- **ACTION ITEM**
Tally the lines in the data that follows that include the word "construction", and report nothing but the total.

Saved entries
--- START ---

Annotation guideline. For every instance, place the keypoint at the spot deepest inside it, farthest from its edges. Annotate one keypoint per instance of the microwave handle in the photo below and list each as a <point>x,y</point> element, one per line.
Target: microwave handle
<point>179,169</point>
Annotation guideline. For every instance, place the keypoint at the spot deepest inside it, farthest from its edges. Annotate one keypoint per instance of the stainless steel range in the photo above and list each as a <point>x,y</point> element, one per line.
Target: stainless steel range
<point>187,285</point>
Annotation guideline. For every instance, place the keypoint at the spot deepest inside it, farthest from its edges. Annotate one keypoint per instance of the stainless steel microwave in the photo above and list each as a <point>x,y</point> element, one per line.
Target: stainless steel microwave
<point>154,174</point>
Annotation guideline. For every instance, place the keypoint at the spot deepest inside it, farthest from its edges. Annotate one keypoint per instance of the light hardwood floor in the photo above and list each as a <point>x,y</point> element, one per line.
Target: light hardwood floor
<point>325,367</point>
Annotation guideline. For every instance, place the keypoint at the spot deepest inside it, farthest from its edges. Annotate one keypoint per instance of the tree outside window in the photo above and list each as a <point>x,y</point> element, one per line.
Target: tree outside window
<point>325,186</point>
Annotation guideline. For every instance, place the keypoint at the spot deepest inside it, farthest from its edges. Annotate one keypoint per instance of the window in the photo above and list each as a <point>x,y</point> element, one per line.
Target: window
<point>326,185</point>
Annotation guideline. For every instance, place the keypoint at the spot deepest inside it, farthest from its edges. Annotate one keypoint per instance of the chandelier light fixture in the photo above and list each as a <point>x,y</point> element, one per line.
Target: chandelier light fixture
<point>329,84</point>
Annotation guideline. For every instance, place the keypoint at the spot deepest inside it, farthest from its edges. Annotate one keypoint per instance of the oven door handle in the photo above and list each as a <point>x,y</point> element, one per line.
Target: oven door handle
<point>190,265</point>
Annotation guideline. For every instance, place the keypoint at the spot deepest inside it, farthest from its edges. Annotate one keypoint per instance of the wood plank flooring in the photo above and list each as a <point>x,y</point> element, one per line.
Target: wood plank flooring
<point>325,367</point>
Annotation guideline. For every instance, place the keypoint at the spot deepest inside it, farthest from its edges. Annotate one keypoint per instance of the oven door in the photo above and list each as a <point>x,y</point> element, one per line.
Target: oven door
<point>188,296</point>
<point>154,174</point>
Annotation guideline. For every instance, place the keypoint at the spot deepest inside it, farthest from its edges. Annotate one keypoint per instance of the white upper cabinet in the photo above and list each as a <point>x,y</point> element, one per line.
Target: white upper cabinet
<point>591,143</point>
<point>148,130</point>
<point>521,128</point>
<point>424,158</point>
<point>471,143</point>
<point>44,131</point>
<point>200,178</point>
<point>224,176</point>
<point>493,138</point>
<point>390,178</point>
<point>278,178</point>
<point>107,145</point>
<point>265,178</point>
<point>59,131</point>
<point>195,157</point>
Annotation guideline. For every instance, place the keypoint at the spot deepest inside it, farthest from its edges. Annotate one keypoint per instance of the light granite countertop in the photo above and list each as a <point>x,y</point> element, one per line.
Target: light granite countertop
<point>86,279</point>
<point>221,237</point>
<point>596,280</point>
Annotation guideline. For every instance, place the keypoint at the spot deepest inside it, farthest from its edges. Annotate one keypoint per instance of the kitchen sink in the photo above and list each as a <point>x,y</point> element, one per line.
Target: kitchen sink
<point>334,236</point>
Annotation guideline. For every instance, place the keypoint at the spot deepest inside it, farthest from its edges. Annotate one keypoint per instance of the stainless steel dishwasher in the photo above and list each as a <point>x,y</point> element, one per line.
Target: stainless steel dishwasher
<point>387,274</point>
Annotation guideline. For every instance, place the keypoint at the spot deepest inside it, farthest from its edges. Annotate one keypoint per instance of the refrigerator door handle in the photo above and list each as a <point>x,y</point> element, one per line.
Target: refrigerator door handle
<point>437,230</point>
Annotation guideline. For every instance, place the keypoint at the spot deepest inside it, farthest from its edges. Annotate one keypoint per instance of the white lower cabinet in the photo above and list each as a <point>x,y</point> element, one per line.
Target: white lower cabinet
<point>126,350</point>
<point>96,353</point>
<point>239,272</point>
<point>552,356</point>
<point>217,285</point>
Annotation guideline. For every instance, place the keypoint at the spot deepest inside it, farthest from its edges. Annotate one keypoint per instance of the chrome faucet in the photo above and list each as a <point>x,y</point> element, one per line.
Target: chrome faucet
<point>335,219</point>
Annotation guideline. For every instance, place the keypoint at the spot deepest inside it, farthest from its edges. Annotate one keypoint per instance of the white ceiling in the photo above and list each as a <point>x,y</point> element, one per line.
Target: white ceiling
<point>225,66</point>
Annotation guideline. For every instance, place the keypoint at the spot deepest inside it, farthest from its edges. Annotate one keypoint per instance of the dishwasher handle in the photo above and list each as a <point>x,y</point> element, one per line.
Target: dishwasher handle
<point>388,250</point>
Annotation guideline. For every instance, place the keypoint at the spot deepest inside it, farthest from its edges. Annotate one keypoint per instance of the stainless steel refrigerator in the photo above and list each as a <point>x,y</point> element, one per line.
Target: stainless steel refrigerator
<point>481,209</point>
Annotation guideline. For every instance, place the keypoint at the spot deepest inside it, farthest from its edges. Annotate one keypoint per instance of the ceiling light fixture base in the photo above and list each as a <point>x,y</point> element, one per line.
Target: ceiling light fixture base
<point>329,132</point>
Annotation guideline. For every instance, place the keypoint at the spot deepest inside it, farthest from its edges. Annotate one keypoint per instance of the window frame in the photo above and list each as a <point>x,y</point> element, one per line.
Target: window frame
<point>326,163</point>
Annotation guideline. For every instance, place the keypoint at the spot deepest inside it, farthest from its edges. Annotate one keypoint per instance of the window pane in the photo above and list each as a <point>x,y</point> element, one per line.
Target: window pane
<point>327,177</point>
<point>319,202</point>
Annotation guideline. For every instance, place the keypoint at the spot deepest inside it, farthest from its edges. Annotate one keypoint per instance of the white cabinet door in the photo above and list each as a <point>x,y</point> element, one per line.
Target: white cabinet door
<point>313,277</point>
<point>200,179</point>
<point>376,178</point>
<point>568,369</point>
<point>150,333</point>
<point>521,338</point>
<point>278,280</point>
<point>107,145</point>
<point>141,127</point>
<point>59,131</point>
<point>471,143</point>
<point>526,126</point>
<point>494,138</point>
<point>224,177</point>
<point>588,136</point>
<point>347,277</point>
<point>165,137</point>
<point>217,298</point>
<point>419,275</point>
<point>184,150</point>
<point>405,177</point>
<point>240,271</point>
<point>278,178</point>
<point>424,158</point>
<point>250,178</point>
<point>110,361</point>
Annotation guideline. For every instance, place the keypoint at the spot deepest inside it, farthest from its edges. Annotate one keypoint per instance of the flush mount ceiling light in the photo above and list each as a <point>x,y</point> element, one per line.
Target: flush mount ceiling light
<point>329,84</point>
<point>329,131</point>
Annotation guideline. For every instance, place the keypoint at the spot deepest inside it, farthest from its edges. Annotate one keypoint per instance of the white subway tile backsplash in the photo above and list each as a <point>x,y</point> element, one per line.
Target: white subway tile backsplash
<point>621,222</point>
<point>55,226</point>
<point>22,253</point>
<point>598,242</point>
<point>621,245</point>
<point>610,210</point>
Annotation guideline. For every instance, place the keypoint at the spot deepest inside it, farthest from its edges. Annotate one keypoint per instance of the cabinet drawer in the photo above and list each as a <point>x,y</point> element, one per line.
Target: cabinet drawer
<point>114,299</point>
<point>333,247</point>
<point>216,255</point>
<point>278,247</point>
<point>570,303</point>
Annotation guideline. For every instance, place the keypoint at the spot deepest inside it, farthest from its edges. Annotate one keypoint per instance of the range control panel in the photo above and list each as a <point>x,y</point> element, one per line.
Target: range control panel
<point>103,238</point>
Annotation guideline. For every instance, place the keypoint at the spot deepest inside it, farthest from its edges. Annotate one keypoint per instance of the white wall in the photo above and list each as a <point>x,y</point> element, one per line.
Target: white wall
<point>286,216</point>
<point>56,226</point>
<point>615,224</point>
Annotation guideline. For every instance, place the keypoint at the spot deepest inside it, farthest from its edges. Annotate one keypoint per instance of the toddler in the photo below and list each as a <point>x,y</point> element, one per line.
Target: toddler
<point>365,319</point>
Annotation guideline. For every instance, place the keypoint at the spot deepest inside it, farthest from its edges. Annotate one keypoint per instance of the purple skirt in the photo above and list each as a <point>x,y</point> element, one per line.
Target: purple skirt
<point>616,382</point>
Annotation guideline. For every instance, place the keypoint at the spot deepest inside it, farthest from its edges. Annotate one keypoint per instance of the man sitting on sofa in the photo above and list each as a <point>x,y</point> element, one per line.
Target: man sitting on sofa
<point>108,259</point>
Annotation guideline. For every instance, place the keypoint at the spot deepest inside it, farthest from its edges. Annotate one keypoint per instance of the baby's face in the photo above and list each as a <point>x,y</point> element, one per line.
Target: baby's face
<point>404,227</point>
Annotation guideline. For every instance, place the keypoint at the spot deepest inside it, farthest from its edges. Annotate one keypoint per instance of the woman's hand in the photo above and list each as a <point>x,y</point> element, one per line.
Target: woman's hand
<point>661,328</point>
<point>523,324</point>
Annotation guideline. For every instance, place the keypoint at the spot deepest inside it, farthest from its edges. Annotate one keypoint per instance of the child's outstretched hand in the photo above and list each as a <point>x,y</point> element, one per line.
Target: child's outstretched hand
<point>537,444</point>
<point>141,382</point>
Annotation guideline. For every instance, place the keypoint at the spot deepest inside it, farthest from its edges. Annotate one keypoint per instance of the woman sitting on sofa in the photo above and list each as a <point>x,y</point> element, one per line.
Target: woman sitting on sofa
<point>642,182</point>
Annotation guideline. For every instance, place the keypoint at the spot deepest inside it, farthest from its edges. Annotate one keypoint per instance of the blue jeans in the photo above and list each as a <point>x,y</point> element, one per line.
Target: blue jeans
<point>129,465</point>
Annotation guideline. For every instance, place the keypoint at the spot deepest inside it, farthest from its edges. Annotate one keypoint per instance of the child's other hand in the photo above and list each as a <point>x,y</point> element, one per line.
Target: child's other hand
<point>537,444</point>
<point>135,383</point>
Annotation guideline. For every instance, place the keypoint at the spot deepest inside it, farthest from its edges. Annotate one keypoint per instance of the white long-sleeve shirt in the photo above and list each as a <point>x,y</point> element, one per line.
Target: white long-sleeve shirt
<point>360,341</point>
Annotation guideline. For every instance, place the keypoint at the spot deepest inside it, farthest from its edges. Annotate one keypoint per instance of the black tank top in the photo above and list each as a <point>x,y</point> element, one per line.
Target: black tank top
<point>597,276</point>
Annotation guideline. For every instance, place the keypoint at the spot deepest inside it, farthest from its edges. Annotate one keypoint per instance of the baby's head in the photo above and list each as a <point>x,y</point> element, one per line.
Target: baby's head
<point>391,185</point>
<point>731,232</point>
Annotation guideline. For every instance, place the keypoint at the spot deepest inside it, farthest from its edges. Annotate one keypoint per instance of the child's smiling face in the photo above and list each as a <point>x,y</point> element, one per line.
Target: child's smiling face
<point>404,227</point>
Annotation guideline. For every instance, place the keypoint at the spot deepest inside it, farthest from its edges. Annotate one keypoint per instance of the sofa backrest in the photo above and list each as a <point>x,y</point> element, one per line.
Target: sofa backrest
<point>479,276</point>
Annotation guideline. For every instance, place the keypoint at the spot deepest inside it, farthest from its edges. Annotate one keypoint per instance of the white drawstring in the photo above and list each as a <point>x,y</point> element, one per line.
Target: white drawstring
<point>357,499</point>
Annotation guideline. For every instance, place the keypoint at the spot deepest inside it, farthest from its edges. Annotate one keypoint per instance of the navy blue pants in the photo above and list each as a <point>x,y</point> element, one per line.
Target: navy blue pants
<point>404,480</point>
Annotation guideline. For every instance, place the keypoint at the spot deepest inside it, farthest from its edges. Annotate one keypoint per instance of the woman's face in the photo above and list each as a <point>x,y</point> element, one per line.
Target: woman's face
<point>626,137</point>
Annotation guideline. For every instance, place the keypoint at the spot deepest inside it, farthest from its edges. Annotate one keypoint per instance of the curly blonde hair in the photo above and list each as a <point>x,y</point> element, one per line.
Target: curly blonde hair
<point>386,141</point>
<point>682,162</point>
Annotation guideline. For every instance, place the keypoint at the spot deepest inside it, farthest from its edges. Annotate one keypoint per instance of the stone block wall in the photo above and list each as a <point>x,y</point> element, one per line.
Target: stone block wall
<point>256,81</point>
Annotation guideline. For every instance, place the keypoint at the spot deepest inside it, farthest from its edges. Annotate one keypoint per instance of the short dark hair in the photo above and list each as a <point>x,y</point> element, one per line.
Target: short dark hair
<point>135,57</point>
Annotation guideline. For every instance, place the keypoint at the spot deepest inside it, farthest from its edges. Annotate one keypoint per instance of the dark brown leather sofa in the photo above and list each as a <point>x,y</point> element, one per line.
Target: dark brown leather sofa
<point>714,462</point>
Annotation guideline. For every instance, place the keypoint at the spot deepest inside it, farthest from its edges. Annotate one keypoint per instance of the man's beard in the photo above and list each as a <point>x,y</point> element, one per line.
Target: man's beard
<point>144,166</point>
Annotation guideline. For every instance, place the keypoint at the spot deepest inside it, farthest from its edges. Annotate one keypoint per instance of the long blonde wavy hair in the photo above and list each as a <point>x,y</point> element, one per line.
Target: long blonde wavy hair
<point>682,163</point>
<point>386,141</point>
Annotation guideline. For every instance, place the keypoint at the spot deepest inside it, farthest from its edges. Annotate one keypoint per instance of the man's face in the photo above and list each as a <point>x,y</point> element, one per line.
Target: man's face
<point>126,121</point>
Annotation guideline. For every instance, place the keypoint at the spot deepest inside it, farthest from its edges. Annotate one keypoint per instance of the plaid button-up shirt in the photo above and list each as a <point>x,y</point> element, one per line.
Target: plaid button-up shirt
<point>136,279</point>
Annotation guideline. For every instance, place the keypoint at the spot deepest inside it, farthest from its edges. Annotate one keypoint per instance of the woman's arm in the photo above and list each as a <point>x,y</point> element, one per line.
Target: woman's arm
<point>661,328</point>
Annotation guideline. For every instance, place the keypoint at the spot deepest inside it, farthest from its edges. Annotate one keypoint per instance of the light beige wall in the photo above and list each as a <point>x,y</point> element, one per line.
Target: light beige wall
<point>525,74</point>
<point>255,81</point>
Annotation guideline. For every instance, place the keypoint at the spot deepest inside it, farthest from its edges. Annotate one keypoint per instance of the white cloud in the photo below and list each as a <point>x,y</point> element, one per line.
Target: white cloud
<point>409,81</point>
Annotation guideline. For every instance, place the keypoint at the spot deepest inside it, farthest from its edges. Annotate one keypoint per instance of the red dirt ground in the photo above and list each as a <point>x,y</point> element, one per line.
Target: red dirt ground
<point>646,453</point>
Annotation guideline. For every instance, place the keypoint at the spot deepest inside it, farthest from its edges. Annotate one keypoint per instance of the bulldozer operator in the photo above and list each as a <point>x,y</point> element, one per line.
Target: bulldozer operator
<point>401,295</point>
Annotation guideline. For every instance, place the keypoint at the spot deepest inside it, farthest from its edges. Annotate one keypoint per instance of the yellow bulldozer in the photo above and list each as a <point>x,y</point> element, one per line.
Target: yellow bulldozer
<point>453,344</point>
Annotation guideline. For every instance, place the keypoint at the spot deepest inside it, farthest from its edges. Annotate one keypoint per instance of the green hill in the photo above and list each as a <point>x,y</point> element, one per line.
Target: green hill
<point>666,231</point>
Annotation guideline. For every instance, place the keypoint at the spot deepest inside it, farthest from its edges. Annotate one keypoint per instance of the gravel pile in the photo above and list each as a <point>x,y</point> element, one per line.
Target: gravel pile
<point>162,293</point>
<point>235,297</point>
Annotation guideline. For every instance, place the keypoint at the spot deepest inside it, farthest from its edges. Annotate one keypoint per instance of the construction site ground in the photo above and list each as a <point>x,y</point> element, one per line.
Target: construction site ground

--- END ---

- **RESULT FOR THIS EXERCISE**
2